* _WORK INSTRUCTIONS_: Could you write out every entry exactly as it stands?

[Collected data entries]
■ ■ ■ ■ ■ ■ ■

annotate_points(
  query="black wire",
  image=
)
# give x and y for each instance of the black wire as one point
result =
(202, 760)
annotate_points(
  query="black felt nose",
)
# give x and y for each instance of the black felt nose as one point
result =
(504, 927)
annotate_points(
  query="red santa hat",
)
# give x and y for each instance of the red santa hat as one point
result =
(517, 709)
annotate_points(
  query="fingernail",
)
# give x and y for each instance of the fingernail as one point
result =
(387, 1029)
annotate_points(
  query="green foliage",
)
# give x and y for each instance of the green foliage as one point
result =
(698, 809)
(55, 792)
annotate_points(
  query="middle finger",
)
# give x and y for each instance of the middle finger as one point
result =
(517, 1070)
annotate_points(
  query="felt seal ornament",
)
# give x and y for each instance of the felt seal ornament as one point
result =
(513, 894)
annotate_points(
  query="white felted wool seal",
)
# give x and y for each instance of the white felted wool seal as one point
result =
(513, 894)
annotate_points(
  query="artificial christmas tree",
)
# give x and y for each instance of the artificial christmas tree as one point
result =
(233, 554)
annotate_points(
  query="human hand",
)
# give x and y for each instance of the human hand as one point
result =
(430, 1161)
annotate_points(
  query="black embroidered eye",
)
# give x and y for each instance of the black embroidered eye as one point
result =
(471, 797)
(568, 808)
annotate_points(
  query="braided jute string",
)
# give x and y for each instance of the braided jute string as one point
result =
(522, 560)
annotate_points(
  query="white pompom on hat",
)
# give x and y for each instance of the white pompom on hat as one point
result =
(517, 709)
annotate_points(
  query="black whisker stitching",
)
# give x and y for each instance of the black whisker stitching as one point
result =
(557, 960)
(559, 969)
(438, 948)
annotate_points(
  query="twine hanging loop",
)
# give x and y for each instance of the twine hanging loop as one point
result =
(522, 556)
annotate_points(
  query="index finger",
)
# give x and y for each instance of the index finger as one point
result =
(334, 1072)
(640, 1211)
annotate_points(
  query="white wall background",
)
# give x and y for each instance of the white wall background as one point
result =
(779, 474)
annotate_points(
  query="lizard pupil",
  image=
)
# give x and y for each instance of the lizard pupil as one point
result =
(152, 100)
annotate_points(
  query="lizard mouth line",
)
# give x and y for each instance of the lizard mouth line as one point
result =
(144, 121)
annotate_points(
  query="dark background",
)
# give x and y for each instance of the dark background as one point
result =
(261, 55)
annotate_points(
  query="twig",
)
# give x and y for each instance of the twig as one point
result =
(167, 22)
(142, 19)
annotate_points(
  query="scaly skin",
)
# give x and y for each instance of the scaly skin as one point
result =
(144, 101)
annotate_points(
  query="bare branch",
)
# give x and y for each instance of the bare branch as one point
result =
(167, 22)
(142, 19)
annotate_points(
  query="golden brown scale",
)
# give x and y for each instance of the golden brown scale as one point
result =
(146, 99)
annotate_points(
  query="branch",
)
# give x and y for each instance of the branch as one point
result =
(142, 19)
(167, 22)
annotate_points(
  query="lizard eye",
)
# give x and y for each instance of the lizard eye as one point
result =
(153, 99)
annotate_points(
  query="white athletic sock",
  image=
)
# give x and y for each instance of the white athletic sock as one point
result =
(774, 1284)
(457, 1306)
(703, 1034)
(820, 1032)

■ ■ ■ ■ ■ ■ ■

* _RESPONSE TO THE EXERCISE_:
annotate_points(
  query="black wire",
  image=
)
# give x and y for each instance of the black wire as one point
result =
(202, 760)
annotate_points(
  query="black felt nose",
)
# give x and y for each instance of the black felt nose as one point
result =
(504, 927)
annotate_points(
  query="red santa hat",
)
# give x and y for each instance of the red santa hat as one point
result =
(517, 709)
annotate_points(
  query="fingernail",
)
# give x and y for each instance of the fingernail as one point
result =
(387, 1029)
annotate_points(
  query="green foliage",
)
# give x and y for each instance of the green foliage as one point
result =
(698, 809)
(55, 792)
annotate_points(
  query="middle finger",
)
# give x and y for each instance of the middle finger as one point
result =
(517, 1070)
annotate_points(
  query="felt seal ornament",
)
# give x and y for each instance of the felt seal ornament as one point
result =
(513, 894)
annotate_points(
  query="white felted wool seal",
)
# give x and y for each instance of the white felted wool seal as one point
result =
(513, 894)
annotate_points(
  query="artificial christmas tree",
)
# give x and y for each instance of the artificial christmas tree as one point
result =
(233, 554)
annotate_points(
  query="human hand",
)
# give x and y for each instance of the human hand as one point
result =
(430, 1161)
annotate_points(
  query="black embroidered eye",
)
# give x and y for each instance of the black embroidered eye as one point
result =
(471, 797)
(568, 808)
annotate_points(
  query="braided jute string",
)
# give x and y for each instance of the braided jute string as one point
result =
(522, 560)
annotate_points(
  query="white pompom on hat",
)
# give x and y for each instance of the white pompom on hat as one point
result =
(517, 709)
annotate_points(
  query="black whisker stitching",
)
# give x and y for each instance of the black whisker stitching as one point
result =
(557, 960)
(559, 969)
(438, 948)
annotate_points(
  query="twine hanging loop",
)
# give x and y for each instance of the twine hanging loop as one point
result =
(522, 556)
annotate_points(
  query="index finger",
)
# give x and y for each instance of the index finger as one point
result =
(334, 1072)
(640, 1211)
annotate_points(
  query="white wall background",
)
# give x and y for each instance of the white wall background as one point
result =
(779, 474)
annotate_points(
  query="lizard pupil",
  image=
)
# give x and y for each instance of the lizard pupil as one point
result =
(152, 100)
annotate_points(
  query="lizard mouth line",
)
# give x and y for each instance of the lizard mouth line as one point
result =
(144, 121)
annotate_points(
  query="dark background",
)
# give x and y for each instance of the dark background as one point
result =
(261, 55)
annotate_points(
  query="twig",
)
# give x and y for each instance of the twig as one point
result =
(167, 22)
(142, 19)
annotate_points(
  query="scaly skin",
)
# give x and y for each instance of the scaly skin as one point
result =
(144, 101)
annotate_points(
  query="bare branch",
)
# give x and y for each instance of the bare branch as one point
result =
(167, 22)
(142, 19)
annotate_points(
  query="golden brown scale",
)
# give x and y for each instance of the golden brown scale as one point
result =
(146, 99)
annotate_points(
  query="branch",
)
# give x and y for each instance of the branch as one point
result =
(142, 19)
(167, 22)
annotate_points(
  query="lizard eye",
)
# give x and y for each instance of the lizard eye as one point
result =
(153, 99)
annotate_points(
  query="white athletic sock",
  image=
)
# give x and y for each instance of the white athletic sock as one point
result =
(774, 1284)
(457, 1306)
(703, 1034)
(820, 1032)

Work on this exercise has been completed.